Petunjuk tugas - Tulis lanjutan berita tentang gangguan pernapasan akibat vape di Inggris, mulai setelah kalimat terakhir yang ada.

Kutipan -
>>>

Statistik NHS Digital Ungkap Gangguan Pernapasan Akibat Vape Makin Banyak

Orang Inggris yang butuh perawatan akibat gangguan pernapasan terkait vape meningkat.

Republika/ Wihdan
Aneka varian cairan rokok elektrik (vape). Inggris mencatat kenaikan kasus masalah pernapasan akibat penggunaan vape.
Rep: Rahma Sulistya, Meiliza Laveda Red: Reiny Dwinanda

REPUBLIKA.CO.ID,JAKARTA -- Jumlah orang yang membutuhkan perawatan karena gangguan pernapasan di Inggris kian meningkat. Mereka kebanyakan mengalami masalah tersebut akibat sering menghisap vape.

Para pejabat kesehatan di Inggris kini sedang mempertimbangkan rencana untuk meresepkan vape "baik" dalam membantu menghentikan kebiasaan merokok. Padahal, statistik NHS Digital menunjukkan bahwa rumah sakit di Inggris mencatat 177 penerimaan pasien dengan masalah terkait vape pada 2020.

Baca Juga

Angka tersebut hampir dua kali lipat pada 2021, yakni menjadi 337 kasus. Banyak model vape baru yang dijual online mengandung kadar nikotin yang tinggi dan itu membuat vape kian tak aman, terlebih bagi anak muda.

"Saya melihat seorang anak muda harus menggunakan alat bantu jantung akibat vape," kata dokter anak Prof Andrew Bush.

Dilansir The Sun, Senin (13/6/2022), Public Health England pernah menyatakan bahwa vape 95 persen lebih aman daripada rokok. Padahal, menurut Prof Bush, tidak ada data yang mendukung itu sama sekali.

Sementara itu, Pusat Pengendalian dan Pencegahan Penyakit Amerika Serikat (CDC) membunyikan alarm tentang penggunaan rokok elektronik pada remaja. Peringatan itu muncul setelah hasil studinya memperlihatkan bahwa remaja yang telah menggunakan rokok elektronik aneka rasa jumlahnya telah mencapai dua juta.

<<<

Data yang diberikan -

>>>

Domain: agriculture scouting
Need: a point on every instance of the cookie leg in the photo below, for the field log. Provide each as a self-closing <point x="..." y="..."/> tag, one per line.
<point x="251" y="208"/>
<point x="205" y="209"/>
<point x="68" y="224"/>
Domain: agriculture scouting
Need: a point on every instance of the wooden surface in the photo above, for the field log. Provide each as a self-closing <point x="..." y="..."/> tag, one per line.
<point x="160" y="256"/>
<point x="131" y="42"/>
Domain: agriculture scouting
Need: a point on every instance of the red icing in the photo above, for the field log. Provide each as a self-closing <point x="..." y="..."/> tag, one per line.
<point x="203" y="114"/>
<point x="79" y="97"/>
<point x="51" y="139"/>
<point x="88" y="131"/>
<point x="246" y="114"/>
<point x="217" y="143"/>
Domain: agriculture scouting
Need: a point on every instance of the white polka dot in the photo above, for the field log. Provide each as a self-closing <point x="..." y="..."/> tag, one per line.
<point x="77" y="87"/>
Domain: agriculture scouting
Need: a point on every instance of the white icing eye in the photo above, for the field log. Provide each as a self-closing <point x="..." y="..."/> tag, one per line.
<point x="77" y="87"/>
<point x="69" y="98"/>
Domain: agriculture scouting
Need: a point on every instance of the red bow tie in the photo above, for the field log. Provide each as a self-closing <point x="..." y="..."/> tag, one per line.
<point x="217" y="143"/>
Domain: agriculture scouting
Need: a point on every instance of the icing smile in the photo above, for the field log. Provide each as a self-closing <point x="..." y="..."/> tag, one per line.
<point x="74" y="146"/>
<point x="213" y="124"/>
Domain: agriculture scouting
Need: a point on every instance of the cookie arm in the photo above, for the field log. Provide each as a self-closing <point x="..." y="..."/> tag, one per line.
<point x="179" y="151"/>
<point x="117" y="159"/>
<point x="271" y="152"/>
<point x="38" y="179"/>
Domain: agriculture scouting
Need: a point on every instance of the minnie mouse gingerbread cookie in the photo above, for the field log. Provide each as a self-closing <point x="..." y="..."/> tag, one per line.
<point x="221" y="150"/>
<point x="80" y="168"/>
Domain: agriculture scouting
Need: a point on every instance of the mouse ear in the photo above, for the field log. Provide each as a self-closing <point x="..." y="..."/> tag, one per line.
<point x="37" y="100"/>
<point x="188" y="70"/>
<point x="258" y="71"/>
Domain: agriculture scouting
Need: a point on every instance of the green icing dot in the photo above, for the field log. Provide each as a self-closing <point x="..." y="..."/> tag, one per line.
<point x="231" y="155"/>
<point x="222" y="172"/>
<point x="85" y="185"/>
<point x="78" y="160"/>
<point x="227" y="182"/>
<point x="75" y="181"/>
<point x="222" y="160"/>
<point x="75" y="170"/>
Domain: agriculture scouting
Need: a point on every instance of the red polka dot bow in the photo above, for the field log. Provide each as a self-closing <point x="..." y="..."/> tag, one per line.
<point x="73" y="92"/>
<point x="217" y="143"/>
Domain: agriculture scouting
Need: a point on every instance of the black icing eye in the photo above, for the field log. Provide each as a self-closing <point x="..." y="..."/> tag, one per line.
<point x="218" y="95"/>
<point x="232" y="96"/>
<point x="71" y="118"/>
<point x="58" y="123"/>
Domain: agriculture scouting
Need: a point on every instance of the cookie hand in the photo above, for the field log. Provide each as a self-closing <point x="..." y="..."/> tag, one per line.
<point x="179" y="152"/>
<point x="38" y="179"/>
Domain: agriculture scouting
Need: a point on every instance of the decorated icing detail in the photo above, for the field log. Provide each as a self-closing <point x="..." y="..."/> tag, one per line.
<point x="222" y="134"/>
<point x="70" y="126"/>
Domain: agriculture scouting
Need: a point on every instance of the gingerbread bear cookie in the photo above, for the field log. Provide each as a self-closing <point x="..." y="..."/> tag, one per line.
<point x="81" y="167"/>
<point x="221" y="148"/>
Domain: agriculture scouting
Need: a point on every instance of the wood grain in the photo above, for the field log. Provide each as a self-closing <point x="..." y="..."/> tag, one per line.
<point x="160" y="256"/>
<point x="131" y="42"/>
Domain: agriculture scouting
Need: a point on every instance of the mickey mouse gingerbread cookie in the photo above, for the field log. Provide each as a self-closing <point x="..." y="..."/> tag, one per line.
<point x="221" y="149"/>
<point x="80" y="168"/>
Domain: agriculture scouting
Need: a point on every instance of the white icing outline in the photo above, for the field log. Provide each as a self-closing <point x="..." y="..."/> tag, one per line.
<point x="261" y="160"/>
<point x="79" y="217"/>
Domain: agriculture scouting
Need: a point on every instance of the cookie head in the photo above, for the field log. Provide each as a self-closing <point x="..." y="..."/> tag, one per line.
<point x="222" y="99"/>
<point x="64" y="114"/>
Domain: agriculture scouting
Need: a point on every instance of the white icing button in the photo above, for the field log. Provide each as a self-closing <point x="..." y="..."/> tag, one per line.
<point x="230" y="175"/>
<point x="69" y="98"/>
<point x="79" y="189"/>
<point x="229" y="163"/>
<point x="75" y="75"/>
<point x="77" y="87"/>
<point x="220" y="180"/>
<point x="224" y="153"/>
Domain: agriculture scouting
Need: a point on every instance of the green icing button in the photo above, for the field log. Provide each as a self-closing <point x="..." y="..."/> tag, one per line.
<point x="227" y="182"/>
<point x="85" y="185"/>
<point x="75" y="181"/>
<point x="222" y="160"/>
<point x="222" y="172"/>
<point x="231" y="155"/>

<<<

Hasil latihan -
Studi yang dilakukan CDC bersama Badan Pengawas Obat dan Makanan (FDA) itu juga menemukan lebih dari 80 persen siswa sekolah menengah pertama (SMP) dan sekolah menengah atas (SMA) menggunakan rokok elektronik berperasa pada 2021. Sejak 2014, rokok elektronik paling sering digunakan di kalangan remaja AS.

Dari siswa yang disurvei, 43,6 persen siswa SMA dan 17,2 persen siswa SMP telah menggunakan rokok elektronik dalam sebulan terakhir. Dari jumlah tersebut, 27,6 persen siswa SMA dan 8,3 persen siswa SMP mengaku menggunakannya sehari-hari.

Pandemi Covid-19 nyatanya tidak menghambat akses anak terhadap rokok elektronik. Direktur Pusat Nasional CDC untuk Pencegahan Penyakit Kronis dan Promosi Kesehatan, Karen Hacker, mengatakan bahwa penggunaan rokok elektronik tetap menjadi masalah kesehatan masyarakat yang serius.

"Sangat penting untuk terus bekerja sama dalam melindungi anak muda dari risiko yang terkait dengan penggunaan produk, termasuk rokok elektronik," kata Hacker, dilansir Fox News, Jumat (10/1/2022).

Meski elektronik, vape tetap mengandung nikotin. Ada risiko kesehatan dari penggunaannya, mulai dari aspek kognitif hingga kecanduan.